Segment Start: Given records
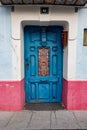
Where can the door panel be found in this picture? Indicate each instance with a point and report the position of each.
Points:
(43, 63)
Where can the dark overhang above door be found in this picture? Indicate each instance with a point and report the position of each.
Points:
(45, 2)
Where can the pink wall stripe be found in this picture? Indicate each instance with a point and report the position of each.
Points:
(74, 95)
(12, 95)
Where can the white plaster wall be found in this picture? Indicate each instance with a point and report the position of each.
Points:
(30, 15)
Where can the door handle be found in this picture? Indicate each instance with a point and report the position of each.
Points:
(43, 80)
(27, 65)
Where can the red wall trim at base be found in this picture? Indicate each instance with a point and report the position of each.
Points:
(12, 95)
(74, 95)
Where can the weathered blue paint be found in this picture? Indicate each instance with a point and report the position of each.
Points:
(43, 88)
(81, 60)
(5, 44)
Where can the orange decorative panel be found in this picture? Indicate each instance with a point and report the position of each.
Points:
(43, 61)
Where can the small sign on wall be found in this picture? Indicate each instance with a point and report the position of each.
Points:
(44, 10)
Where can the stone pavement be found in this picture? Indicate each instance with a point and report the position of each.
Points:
(28, 120)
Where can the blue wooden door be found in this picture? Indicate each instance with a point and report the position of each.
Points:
(43, 63)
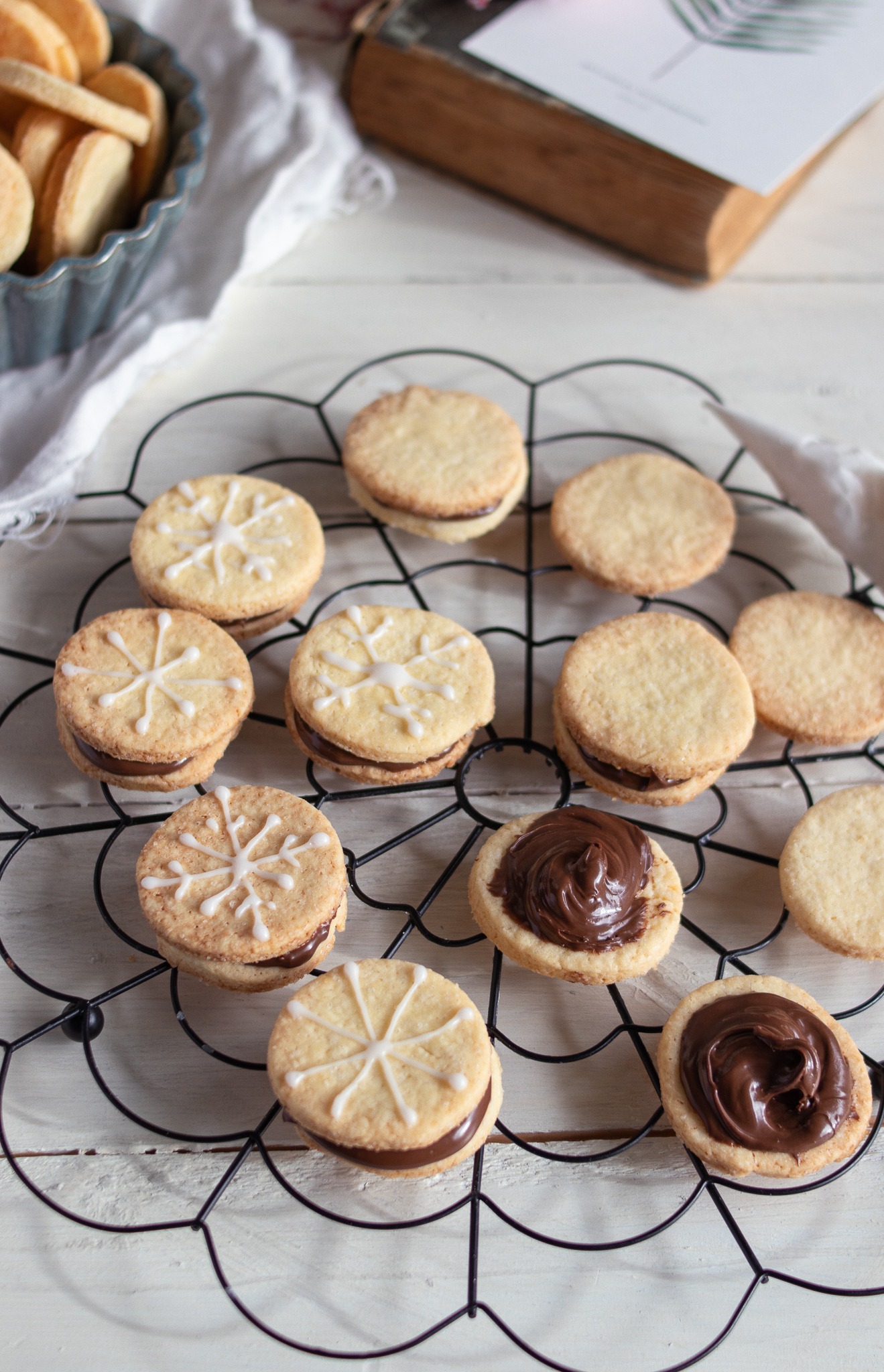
Segment End: Given records
Drop the pictures and copy the data exactly.

Where can the door panel be found in this picture? Indicate each instance with a point and report the position of each.
Points:
(43, 63)
Where can the dark overhang above door be found in this picture? Indicate each instance with a point and report the position of each.
Points:
(45, 2)
Where can the pink wall stripe be found in this picture? Indicate each instance with a point and report the position of each.
Points:
(74, 95)
(12, 95)
Where can the white plaster wall be found in this picture? Indicate each instance with a point and report the position of each.
Points:
(30, 15)
Where can the door handle be found in this picture? Indicate each instance with a point and report the position of each.
Points:
(43, 80)
(27, 65)
Where can the red wall trim at base be found in this picture? Indicate each instance with a point and report the position of each.
Points:
(12, 95)
(74, 95)
Where can the weathered blue paint be found in this picture? Indicate each instance with a point and report the position of each.
Points:
(43, 88)
(81, 60)
(5, 44)
Where can the orange decorative panel be found in this picture? Indicate each instance with a point and report the position of each.
Points:
(43, 61)
Where can the small sign on wall be found in this picture? Indicate each instance with a point and report the position of each.
Points:
(44, 10)
Where can the stone pavement be found in this picture? Indicate each instance with a point and report the position of each.
Points:
(28, 120)
Where can the blue wooden door be found in this picture? Indicate each instance with a point and report the position of each.
Points:
(43, 63)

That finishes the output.